# Material shown
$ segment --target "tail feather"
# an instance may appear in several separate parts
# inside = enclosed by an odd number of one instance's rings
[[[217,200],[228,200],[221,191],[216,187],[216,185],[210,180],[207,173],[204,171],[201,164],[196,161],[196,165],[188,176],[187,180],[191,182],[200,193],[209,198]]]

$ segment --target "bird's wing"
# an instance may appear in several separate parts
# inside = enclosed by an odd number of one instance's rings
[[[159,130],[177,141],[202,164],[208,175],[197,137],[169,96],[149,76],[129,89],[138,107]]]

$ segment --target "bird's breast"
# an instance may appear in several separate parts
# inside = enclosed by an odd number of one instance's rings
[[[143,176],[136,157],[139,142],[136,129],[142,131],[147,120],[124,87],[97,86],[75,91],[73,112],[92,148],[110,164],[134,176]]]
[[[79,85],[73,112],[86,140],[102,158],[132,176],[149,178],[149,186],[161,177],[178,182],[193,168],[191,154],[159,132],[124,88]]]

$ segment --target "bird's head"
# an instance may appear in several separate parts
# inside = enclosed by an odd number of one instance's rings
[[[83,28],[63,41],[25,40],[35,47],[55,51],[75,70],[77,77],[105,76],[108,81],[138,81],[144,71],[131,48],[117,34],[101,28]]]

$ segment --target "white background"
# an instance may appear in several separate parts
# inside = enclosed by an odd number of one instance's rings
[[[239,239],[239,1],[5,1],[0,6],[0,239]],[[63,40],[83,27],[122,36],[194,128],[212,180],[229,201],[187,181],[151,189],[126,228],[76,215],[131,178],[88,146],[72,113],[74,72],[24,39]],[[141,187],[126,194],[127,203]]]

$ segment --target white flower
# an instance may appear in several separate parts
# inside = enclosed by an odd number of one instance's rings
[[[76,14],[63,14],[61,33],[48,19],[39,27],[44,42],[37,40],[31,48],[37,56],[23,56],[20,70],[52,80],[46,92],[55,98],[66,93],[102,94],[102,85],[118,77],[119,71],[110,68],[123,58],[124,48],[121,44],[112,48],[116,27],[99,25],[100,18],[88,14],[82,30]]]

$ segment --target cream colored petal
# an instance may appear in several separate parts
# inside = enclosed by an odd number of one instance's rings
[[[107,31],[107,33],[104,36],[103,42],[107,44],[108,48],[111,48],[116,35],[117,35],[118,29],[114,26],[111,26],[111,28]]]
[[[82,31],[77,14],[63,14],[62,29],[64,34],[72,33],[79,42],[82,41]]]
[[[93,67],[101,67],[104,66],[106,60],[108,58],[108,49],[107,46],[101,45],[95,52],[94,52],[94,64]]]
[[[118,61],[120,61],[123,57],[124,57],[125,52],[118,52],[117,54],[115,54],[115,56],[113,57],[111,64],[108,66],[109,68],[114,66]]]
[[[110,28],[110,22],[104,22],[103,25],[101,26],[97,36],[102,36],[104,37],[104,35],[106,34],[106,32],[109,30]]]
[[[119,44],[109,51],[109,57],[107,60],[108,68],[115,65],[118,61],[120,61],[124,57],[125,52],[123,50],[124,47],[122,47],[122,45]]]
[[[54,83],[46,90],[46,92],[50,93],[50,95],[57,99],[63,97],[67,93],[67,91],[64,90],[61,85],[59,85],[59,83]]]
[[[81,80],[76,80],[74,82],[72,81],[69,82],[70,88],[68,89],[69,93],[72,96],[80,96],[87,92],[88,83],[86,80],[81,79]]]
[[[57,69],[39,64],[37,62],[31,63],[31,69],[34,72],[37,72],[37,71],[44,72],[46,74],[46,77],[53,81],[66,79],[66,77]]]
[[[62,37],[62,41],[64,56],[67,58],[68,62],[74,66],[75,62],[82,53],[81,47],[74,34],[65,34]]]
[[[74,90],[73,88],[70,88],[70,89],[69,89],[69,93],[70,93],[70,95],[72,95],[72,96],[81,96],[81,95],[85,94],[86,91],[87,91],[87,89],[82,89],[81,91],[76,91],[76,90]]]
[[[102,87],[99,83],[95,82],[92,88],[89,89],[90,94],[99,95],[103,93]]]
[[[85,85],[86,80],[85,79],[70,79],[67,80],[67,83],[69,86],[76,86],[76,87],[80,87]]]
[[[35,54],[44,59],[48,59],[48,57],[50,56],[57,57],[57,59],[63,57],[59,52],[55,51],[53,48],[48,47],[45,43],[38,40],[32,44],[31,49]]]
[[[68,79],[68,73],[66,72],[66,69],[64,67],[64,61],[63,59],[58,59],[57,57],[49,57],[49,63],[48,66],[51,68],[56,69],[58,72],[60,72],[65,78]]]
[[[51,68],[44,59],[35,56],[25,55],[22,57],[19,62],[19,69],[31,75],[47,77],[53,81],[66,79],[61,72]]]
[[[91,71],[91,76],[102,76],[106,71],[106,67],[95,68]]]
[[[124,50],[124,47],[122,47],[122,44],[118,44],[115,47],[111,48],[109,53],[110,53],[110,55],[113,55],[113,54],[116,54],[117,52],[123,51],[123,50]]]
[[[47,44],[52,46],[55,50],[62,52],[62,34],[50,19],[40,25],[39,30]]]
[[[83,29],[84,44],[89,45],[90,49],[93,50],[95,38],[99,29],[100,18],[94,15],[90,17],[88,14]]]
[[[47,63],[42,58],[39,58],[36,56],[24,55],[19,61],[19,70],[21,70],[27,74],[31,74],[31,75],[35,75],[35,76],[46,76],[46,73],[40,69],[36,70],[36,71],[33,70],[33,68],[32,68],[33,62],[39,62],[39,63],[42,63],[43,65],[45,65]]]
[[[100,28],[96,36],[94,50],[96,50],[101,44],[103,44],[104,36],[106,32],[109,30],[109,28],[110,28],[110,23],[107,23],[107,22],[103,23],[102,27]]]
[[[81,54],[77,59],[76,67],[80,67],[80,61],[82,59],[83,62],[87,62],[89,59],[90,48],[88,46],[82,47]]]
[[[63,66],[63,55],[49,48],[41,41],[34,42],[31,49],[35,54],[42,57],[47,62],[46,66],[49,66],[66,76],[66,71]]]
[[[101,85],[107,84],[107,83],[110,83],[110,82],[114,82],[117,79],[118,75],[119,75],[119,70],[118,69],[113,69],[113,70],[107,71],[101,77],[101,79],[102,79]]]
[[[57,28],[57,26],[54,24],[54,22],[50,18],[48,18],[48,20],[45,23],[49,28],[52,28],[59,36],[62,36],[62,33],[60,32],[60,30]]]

# Assignment
Where a line of the listing holds the string "bird", copy that line.

# Exercise result
$ segment --target "bird's wing"
$ segment --target "bird's breast"
$ segment --target "bird's head"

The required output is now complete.